──────── Records for processing

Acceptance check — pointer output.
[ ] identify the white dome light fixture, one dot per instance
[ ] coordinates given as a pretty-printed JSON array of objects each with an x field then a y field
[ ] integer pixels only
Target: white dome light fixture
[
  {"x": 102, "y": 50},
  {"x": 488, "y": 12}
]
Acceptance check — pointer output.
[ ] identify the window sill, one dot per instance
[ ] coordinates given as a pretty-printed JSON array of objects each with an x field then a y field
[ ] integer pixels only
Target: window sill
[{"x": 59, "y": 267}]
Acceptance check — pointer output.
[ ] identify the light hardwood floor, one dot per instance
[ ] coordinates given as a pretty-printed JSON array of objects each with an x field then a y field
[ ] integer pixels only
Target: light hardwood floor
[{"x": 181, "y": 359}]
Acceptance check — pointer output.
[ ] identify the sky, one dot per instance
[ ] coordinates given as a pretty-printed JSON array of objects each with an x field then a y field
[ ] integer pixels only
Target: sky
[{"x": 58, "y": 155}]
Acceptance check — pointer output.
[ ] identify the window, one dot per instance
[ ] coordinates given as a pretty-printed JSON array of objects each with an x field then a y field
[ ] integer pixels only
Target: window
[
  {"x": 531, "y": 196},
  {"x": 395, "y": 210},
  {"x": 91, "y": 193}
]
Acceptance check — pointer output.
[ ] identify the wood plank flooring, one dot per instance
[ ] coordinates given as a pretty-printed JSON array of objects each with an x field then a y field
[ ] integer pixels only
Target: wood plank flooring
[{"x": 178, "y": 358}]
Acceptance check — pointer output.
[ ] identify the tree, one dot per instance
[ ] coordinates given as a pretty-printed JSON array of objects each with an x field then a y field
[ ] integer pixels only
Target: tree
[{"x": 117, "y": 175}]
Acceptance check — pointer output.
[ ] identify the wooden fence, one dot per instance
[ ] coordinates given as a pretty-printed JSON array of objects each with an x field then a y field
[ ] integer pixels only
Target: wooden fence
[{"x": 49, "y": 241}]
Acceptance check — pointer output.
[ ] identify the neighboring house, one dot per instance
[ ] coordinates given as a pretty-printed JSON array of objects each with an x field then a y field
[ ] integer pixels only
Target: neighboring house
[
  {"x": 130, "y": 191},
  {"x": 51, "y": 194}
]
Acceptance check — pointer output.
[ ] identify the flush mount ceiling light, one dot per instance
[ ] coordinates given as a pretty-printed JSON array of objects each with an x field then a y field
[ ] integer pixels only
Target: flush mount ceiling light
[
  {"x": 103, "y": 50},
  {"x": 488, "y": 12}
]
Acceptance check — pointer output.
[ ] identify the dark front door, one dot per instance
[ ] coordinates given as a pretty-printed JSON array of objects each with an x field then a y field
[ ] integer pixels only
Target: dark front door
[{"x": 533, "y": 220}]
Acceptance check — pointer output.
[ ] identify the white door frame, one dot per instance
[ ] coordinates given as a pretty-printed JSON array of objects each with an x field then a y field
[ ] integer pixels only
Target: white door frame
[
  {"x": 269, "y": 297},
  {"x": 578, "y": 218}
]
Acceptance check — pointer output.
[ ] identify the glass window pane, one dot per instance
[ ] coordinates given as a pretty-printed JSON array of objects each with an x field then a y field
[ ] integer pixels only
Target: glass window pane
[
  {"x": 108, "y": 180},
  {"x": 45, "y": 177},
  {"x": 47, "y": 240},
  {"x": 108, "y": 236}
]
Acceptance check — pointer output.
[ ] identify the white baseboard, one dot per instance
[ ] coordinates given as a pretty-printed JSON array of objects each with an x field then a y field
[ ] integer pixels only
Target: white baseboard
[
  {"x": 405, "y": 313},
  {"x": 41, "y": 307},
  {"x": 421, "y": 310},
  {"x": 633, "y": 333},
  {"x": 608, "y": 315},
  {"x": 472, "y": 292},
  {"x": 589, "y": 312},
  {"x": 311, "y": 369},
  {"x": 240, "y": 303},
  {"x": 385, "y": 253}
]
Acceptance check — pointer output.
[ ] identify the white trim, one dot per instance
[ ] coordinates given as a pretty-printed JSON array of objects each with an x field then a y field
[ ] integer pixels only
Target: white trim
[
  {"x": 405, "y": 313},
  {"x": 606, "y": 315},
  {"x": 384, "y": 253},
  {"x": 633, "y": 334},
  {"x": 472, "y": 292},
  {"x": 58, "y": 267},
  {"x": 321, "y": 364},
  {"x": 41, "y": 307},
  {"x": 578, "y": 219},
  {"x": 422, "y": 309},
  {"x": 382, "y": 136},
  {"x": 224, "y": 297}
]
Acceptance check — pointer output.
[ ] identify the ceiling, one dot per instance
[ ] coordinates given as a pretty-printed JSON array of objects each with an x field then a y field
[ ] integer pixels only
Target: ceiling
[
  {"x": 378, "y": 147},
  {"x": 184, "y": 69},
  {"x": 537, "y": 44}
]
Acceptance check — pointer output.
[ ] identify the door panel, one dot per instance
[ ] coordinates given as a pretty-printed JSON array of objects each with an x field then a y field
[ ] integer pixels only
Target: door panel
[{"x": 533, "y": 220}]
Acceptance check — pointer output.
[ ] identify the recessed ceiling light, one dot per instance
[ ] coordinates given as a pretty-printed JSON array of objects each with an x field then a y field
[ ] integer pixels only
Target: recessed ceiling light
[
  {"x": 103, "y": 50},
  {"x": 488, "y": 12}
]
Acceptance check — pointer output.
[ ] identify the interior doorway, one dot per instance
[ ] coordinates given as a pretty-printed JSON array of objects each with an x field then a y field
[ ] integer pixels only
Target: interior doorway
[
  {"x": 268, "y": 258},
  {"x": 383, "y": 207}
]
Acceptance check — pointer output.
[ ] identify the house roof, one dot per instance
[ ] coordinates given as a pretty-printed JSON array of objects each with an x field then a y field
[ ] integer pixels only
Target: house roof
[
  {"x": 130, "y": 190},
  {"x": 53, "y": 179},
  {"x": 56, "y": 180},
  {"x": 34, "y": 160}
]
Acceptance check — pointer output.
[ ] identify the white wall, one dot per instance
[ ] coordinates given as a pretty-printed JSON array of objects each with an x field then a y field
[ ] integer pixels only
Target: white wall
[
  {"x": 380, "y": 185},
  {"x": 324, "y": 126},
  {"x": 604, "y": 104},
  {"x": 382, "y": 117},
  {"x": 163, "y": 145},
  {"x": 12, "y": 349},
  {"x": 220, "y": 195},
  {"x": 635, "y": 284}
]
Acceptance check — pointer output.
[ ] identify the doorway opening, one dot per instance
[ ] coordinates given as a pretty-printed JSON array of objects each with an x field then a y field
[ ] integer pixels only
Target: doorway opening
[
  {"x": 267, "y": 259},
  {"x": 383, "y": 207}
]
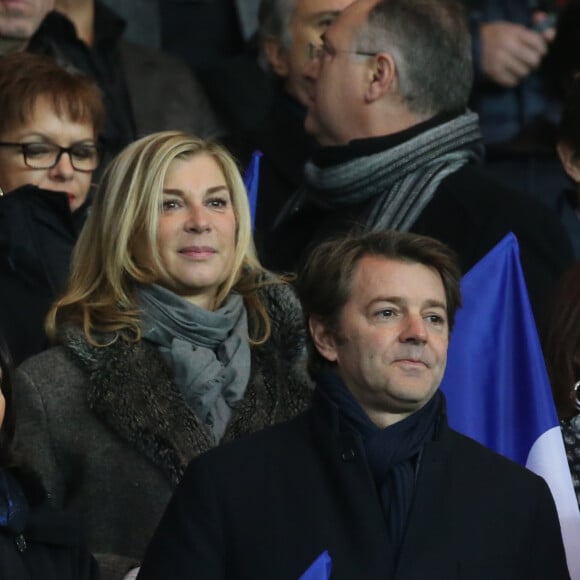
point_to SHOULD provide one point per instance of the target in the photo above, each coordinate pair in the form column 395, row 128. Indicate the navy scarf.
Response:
column 13, row 504
column 392, row 453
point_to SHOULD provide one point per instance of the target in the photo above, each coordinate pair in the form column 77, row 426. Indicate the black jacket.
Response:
column 37, row 236
column 50, row 548
column 267, row 506
column 285, row 147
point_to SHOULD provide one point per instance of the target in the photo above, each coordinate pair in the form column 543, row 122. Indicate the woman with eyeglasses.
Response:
column 171, row 339
column 36, row 543
column 49, row 122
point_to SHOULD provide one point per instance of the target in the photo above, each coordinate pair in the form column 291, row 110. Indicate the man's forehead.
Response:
column 378, row 276
column 320, row 8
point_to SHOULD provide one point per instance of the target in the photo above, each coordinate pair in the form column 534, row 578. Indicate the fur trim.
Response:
column 130, row 388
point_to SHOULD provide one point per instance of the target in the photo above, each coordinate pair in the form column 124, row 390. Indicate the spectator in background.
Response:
column 568, row 201
column 371, row 474
column 287, row 27
column 561, row 343
column 514, row 93
column 49, row 125
column 144, row 90
column 19, row 21
column 142, row 18
column 36, row 543
column 401, row 151
column 171, row 337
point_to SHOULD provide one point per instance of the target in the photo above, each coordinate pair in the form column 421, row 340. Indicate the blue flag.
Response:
column 497, row 386
column 320, row 569
column 251, row 181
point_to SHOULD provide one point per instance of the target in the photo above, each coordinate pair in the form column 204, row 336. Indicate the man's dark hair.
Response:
column 325, row 282
column 274, row 23
column 569, row 130
column 431, row 44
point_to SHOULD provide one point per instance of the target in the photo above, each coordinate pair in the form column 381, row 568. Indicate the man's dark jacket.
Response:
column 469, row 212
column 37, row 236
column 285, row 148
column 267, row 506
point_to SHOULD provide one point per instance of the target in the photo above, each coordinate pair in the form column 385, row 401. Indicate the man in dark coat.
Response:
column 392, row 81
column 372, row 474
column 145, row 90
column 286, row 27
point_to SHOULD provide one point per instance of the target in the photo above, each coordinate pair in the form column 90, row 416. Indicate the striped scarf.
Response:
column 402, row 179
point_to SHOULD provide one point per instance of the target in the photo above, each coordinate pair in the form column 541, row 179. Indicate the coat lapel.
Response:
column 432, row 506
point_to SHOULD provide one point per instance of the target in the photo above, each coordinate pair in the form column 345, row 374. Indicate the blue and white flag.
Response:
column 497, row 386
column 251, row 181
column 319, row 569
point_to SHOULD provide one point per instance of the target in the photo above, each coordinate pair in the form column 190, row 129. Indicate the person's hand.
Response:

────────────────

- **What to do**:
Copy the lines above word for word, starting at the line that contains "the black jacket." and ending at the line that contains "column 320, row 8".

- **Solution to this exercise**:
point_to SHOULD provide one point per instance of the target in the photo above, each coordinate pair in the form column 77, row 426. Indicate the black jacket.
Response:
column 37, row 236
column 50, row 548
column 267, row 506
column 285, row 147
point_to SHOULD provide one point per instance of the target in the photo above, each coordinate pair in the form column 543, row 122. Indicate the woman with eyeglasses.
Response:
column 171, row 339
column 36, row 543
column 49, row 122
point_to SHOULD provide one point per instance of the target in the photo above, each coordinate pair in the form column 291, row 110. Indicate the man's forehead.
Response:
column 378, row 276
column 320, row 8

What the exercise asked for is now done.